◆ REQUIRED TASK A ◆
Lay out the rows below as a Markdown table with the columns "No." and "Line", covering everything from the line containing "Indicate the golf" down to the end of the rows. Omit blank lines.

◆ EXTRACT PROVIDED ◆
━━━━━━

4.10 The PBO will comply with reporting requirements as may be
determined by the Commissioner of SARS.
4.11 No resources will be used directly or indirectly to support, advance or
oppose any political party.
4.12 If the PBO provides funds to any associations of persons contemplated
in paragraph 10(iii) or Part I of the Ninth Schedule to the Income Tax
Act, the PBO shall take reasonable steps to ensure that such funds are
utilised for the purpose for which they were provided.
4.13 The PBO shall comply with such further conditions as may be
prescribed from time to time in terms of Section 30(3) of the Income
Tax Act.
4.14 A PBO approved under section 18A(1)(b) of the Income Tax Act, will
within twelve months after the end of the relevant year of assessment
distribute or incur the obligation to distribute at least 50% of all funds
received by way of donation during that year in respect of which
receipts were issued.
4.15 The Executive Committee shall ensure that the Association complied
with such requirements in the Income Tax Act relating to the provision
of any bursary, scholarship or award by a PBO, as may be determined
by the Commissioner from time to time.
The Association may pursue its objectives and aims in any legal and
appropriate manner, including by-
5.1 organising conferences, symposia, workshops, addresses, briefing
sessions or similar occasions;
5.2 promoting research (and its publication) and teaching in the field of
education law and policy;
5.3 publication of a journal, newsletter, information sheet, or the use of any
other communication medium;
5.4 effective liaison with South African education authorities at all levels;
5.5 promotion of active participation in and influencing of the public debate
on matters relating to education law and policy;
5.6 appropriate co-operation with as many South African, foreign and
international associations, institutions or individuals as possible that
pursue a corresponding purpose or can promote the realisation of the
Association’s purpose; and
5.7 active participation in programs to assist educationally disadvantage
members of the community.

━━━━━━

Object position labeling entries:
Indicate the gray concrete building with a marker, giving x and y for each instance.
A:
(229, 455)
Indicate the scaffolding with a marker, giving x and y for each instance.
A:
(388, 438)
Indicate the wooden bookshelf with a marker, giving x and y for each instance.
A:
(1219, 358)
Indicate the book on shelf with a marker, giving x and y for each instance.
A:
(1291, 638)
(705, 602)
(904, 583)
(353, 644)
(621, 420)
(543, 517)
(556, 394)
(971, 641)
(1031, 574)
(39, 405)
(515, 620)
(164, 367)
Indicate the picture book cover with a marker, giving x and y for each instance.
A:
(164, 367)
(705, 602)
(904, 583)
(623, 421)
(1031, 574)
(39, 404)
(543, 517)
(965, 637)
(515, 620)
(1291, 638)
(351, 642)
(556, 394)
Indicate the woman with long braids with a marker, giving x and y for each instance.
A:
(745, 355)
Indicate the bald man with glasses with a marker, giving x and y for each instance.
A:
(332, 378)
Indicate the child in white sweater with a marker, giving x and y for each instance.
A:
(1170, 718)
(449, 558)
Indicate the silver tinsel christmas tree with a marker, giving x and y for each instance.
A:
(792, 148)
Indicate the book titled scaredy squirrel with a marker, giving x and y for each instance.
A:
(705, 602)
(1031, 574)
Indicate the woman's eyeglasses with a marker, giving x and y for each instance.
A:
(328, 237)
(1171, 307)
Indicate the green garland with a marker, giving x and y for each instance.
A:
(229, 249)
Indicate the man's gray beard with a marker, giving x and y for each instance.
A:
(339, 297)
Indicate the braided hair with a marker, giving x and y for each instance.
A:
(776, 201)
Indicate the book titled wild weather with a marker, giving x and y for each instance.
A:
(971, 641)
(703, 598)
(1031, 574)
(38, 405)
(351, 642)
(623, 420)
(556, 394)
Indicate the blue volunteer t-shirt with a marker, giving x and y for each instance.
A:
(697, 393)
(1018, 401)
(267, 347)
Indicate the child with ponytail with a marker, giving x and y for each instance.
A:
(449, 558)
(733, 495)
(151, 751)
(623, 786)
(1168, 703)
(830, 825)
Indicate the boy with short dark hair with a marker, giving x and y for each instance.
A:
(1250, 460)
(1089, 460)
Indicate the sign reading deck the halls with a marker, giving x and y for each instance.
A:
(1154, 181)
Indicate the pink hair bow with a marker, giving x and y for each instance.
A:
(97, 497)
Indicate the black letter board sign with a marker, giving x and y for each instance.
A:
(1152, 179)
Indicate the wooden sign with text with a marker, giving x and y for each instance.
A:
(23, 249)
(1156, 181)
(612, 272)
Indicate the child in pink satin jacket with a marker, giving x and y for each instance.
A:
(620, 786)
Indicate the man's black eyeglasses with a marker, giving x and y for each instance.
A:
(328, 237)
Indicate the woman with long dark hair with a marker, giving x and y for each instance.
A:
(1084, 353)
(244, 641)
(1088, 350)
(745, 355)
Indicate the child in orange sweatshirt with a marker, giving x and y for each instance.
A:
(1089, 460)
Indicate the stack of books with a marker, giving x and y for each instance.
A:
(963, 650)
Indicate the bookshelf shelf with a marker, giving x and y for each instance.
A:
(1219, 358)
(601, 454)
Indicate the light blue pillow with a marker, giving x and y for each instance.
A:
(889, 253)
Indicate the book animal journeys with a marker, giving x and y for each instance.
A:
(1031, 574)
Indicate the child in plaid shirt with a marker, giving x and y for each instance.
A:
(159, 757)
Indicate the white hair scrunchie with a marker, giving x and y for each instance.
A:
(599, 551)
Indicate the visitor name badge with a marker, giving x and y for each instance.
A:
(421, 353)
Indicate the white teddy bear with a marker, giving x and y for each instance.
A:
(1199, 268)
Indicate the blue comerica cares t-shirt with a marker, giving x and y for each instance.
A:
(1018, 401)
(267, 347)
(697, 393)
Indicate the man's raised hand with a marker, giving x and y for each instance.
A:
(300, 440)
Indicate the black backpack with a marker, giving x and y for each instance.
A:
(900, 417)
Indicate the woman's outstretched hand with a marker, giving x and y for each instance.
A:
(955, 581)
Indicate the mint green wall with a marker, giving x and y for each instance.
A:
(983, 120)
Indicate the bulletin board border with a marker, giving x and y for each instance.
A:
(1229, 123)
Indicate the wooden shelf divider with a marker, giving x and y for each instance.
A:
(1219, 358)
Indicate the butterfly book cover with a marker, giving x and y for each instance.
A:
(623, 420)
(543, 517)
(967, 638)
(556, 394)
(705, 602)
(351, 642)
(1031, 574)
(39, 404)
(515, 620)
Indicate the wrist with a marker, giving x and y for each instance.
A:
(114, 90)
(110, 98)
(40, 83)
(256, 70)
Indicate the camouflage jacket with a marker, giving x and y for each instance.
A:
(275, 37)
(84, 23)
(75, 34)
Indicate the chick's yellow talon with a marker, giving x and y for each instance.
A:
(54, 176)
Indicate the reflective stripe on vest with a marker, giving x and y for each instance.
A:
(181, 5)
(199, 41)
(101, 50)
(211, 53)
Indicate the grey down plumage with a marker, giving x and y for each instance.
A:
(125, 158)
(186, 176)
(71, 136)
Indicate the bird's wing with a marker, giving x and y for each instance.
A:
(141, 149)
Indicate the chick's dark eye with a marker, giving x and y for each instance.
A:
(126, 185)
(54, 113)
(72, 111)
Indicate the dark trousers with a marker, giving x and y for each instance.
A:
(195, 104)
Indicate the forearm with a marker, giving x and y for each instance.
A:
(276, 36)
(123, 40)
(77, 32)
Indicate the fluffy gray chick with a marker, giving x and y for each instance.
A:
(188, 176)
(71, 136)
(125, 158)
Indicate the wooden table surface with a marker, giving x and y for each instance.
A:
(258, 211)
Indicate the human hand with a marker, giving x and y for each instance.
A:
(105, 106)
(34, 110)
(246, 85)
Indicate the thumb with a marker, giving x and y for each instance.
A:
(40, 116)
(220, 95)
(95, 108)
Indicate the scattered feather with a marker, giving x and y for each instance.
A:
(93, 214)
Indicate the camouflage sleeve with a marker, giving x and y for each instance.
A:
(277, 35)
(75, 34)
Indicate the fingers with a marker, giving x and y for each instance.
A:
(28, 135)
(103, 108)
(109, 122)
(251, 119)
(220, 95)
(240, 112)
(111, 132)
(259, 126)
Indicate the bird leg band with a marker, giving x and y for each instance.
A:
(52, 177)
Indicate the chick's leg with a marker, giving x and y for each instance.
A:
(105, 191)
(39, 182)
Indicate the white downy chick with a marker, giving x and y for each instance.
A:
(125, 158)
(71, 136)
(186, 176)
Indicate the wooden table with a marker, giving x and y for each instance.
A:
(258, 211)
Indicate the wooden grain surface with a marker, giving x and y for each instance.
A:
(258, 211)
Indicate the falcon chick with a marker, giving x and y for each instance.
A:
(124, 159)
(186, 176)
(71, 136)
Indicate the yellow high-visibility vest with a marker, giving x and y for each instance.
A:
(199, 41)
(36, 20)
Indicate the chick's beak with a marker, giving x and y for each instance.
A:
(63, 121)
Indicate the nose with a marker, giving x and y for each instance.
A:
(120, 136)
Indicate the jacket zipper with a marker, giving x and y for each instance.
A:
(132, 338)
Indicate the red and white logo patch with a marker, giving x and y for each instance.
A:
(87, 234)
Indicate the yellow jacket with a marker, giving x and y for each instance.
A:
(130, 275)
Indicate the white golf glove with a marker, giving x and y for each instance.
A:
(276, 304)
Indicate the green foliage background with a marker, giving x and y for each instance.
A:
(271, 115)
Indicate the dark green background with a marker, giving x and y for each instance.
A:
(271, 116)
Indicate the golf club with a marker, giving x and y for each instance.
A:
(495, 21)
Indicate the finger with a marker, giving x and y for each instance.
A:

━━━━━━

◆ REQUIRED TASK B ◆
From the passage on PBO conditions, extract everything from "4.14 A PBO approved" down to "receipts were issued.", word for word.

◆ CORRECT ANSWER A ◆
| No. | Line |
|---|---|
| 1 | Indicate the golf club with a marker, giving x and y for each instance. |
| 2 | A: |
| 3 | (495, 21) |
| 4 | Indicate the finger with a marker, giving x and y for each instance. |
| 5 | A: |

◆ CORRECT ANSWER B ◆
4.14 A PBO approved under section 18A(1)(b) of the Income Tax Act, will
within twelve months after the end of the relevant year of assessment
distribute or incur the obligation to distribute at least 50% of all funds
received by way of donation during that year in respect of which
receipts were issued.